--- start Supplied material ---

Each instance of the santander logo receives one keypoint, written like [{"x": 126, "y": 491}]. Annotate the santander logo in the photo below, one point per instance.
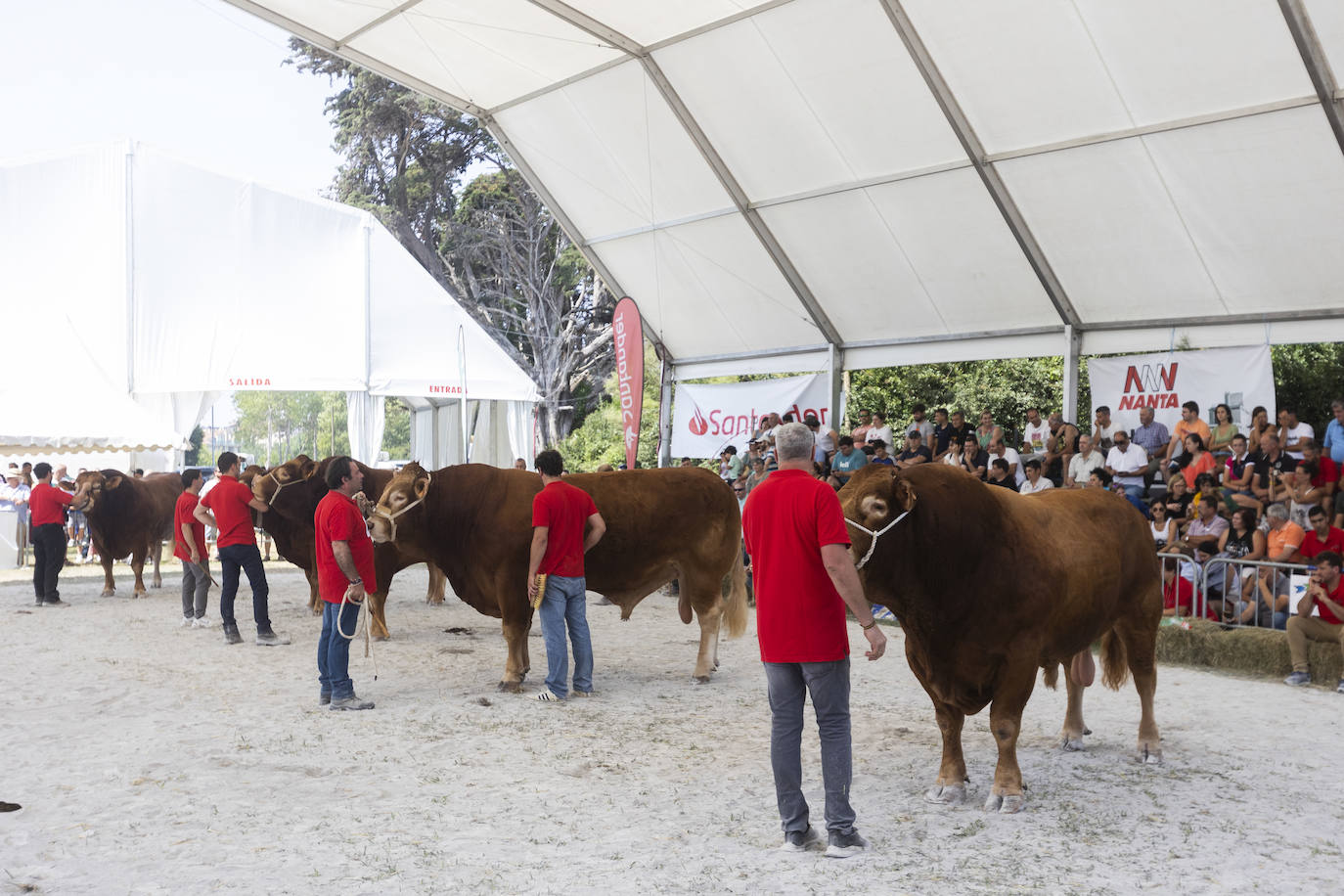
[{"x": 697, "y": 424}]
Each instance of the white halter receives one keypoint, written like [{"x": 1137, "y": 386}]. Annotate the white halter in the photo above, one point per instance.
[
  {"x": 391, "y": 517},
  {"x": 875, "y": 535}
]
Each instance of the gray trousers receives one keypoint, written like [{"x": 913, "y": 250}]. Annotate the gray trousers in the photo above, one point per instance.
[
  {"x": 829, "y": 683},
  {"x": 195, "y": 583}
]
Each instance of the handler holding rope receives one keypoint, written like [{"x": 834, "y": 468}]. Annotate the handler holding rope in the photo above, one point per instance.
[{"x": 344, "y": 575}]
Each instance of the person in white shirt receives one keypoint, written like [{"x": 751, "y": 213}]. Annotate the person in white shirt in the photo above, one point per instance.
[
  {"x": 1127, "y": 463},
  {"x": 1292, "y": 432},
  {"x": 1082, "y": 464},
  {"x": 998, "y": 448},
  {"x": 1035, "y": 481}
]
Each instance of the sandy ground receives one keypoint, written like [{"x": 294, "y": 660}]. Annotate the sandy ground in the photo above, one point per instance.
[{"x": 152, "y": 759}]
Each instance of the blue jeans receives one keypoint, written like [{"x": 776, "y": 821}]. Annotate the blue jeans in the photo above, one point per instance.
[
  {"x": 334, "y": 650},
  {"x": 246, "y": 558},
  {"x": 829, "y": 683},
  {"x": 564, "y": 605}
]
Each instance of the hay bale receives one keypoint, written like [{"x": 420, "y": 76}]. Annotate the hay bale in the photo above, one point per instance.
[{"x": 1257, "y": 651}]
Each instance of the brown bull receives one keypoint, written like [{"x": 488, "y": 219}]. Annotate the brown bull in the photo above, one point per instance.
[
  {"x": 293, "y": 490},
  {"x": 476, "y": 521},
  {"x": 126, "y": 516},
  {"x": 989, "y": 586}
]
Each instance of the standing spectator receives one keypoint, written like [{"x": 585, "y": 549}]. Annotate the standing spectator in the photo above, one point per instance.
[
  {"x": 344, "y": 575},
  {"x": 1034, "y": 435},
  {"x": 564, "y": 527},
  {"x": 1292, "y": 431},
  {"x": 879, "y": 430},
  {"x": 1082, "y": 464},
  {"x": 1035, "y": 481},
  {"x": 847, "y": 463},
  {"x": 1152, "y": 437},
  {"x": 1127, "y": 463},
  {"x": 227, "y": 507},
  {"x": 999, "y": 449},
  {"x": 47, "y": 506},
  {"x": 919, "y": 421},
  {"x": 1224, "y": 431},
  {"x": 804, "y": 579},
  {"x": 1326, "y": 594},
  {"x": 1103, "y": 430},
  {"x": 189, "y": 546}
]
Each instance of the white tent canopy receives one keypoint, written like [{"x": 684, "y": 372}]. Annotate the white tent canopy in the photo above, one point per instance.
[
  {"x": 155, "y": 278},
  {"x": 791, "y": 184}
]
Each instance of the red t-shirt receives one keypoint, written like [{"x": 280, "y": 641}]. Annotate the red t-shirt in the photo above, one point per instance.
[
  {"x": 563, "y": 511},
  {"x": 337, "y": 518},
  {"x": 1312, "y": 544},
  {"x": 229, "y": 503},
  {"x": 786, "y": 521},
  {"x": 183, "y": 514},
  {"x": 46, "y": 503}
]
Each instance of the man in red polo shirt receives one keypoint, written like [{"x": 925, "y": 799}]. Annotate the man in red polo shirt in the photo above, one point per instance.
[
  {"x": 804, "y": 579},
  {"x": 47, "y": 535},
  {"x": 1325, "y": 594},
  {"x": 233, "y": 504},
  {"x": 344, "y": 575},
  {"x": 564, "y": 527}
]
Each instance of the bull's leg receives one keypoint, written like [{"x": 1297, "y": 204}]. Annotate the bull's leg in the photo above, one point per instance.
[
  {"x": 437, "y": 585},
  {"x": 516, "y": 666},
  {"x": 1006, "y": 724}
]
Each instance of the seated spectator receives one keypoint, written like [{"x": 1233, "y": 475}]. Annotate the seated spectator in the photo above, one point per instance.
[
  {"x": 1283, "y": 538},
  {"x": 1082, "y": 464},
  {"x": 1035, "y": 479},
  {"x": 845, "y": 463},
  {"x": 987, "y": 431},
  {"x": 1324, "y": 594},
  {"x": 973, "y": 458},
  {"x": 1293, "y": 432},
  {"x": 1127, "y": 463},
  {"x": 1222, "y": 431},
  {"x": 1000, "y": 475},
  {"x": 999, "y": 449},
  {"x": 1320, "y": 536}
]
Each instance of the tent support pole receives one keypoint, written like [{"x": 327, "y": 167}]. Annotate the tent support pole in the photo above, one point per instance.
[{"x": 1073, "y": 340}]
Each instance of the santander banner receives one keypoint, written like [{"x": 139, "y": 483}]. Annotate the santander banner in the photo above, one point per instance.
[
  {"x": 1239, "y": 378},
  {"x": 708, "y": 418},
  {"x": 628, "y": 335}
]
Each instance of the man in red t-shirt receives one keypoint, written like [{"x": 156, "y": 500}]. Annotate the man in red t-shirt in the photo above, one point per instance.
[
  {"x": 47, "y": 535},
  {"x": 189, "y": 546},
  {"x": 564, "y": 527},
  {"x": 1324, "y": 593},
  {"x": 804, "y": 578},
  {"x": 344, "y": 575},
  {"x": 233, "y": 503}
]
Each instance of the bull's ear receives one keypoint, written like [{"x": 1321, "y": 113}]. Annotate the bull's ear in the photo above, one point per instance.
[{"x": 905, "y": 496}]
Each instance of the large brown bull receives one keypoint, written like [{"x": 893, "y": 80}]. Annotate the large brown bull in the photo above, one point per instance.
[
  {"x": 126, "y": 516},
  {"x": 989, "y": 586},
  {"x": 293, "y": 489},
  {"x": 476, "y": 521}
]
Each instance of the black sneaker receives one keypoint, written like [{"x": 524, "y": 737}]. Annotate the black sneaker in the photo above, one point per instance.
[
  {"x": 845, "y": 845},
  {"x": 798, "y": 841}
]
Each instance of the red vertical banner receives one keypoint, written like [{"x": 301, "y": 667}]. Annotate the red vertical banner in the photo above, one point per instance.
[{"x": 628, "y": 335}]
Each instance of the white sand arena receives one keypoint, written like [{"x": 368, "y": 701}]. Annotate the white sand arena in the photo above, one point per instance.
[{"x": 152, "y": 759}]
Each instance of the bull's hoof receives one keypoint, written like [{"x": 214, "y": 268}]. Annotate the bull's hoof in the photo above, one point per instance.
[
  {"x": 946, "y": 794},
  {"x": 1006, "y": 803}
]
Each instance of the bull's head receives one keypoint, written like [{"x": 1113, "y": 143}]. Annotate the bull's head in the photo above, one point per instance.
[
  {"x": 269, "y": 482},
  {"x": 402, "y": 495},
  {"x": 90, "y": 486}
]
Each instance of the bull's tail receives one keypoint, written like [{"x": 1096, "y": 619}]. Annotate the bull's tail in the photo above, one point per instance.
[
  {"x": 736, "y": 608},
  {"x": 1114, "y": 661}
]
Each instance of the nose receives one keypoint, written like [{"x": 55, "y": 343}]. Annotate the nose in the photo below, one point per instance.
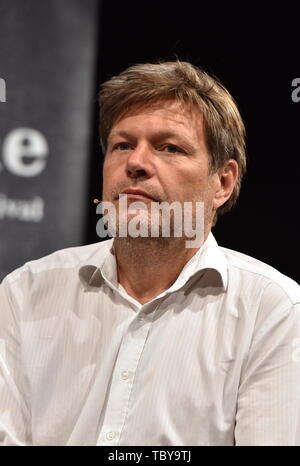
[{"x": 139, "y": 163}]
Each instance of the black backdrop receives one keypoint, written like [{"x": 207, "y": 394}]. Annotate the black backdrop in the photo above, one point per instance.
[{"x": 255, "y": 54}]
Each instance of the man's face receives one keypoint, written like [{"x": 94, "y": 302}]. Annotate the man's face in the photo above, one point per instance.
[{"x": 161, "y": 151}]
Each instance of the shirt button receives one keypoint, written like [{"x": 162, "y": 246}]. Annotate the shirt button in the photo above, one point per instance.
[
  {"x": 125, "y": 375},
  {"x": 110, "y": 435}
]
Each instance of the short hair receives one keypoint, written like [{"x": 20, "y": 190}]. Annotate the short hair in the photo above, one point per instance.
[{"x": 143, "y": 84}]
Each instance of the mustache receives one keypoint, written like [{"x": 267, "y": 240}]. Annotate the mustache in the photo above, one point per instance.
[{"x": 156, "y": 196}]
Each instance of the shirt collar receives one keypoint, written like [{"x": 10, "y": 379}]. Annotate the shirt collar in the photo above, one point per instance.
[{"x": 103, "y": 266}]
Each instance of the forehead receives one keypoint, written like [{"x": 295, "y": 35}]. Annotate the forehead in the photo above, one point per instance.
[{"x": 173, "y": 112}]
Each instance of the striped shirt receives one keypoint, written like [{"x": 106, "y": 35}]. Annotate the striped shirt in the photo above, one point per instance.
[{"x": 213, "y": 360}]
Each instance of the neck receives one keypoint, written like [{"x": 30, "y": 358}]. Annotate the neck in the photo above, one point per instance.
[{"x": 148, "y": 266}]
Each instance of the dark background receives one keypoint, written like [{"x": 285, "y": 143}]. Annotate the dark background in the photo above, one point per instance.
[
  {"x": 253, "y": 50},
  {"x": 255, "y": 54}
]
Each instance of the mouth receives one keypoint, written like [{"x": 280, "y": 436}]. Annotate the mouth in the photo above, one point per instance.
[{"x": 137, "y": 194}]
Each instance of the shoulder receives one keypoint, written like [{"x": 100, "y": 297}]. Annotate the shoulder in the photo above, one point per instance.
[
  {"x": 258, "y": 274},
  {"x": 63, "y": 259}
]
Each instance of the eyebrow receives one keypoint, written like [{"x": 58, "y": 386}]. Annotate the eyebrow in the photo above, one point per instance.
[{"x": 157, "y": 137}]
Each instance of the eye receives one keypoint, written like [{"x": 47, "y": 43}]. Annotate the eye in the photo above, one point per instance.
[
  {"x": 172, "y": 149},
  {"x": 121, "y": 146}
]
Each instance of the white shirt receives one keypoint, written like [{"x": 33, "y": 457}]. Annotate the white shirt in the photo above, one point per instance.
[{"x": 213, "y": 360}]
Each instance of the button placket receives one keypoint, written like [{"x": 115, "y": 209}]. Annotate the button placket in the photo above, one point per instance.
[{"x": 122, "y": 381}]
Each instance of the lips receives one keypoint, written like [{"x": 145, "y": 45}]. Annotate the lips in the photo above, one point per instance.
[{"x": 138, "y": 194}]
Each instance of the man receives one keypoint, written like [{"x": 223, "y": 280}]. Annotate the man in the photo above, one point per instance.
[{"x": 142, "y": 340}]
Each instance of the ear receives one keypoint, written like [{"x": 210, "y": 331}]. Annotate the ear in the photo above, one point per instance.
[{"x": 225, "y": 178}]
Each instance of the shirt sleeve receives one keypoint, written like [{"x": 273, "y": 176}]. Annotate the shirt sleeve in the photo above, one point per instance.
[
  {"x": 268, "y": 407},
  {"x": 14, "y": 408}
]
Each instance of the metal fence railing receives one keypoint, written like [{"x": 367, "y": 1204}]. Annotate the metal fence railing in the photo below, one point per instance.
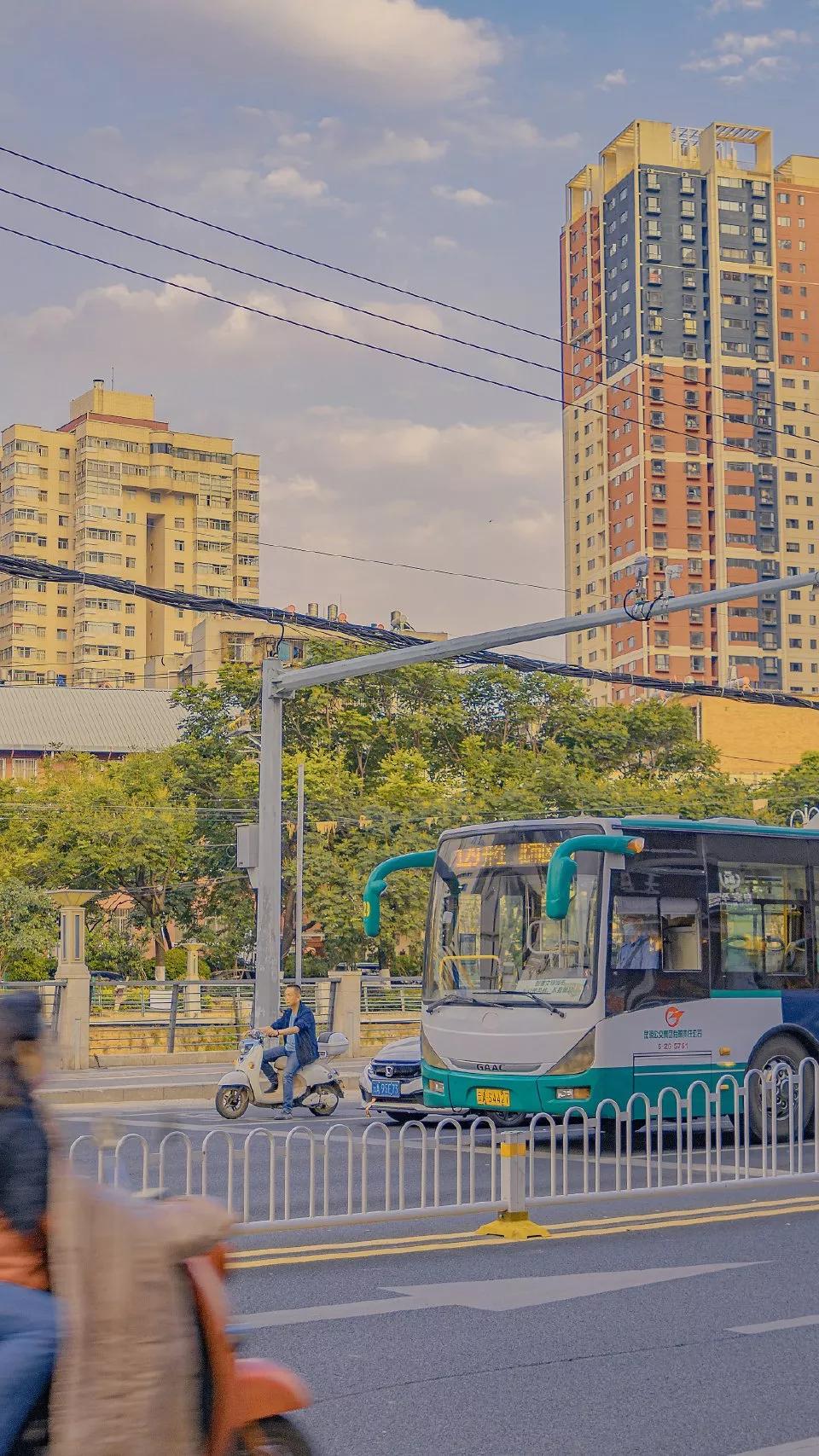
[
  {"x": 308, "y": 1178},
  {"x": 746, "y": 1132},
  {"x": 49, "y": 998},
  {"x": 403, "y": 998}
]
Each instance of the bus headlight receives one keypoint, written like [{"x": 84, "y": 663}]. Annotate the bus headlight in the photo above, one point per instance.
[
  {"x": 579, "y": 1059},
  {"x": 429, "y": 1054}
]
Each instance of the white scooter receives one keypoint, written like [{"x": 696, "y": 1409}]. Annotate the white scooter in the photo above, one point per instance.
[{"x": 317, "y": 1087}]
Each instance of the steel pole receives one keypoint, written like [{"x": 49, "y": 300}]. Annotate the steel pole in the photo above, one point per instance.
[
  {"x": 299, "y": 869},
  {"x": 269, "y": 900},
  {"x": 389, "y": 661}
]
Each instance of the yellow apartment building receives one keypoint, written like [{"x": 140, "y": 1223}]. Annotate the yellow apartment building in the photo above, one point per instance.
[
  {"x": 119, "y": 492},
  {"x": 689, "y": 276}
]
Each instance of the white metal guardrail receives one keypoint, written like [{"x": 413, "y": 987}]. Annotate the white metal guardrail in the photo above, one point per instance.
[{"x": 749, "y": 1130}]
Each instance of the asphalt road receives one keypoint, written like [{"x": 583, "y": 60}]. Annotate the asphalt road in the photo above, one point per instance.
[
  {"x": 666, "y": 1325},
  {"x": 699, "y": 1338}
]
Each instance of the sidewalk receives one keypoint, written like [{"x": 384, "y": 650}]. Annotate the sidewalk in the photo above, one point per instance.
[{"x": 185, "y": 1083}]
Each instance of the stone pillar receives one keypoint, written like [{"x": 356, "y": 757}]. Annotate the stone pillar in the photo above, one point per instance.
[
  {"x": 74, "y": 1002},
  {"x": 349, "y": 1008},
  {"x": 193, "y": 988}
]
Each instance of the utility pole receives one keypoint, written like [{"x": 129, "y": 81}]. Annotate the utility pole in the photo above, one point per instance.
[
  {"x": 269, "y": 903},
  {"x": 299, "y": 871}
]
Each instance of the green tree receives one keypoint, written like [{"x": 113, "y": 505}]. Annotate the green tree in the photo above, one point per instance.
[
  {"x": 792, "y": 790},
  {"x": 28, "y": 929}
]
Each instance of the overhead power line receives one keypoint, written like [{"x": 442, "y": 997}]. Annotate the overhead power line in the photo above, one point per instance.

--- end Supplied material ---

> What is asked:
Your task is to return, exactly and on their own, the lines from the one containing "Each instance of the utility" through the last line of the listing.

> Result of the task:
Each instance of the utility pole receives one keypoint, written like [{"x": 129, "y": 81}]. Annotate the utility pole in the photo above, one point per instance.
[
  {"x": 269, "y": 903},
  {"x": 299, "y": 871}
]
Each instance of the green tree receives one keypoint, written like [{"x": 113, "y": 505}]. Annotate the green tree in the photo above, one point per instance.
[
  {"x": 792, "y": 790},
  {"x": 28, "y": 929}
]
Each instance of the overhead power line receives one keypoint, written like [{"x": 442, "y": 997}]. Annotate the overhead power line in the photo above, one point per instance.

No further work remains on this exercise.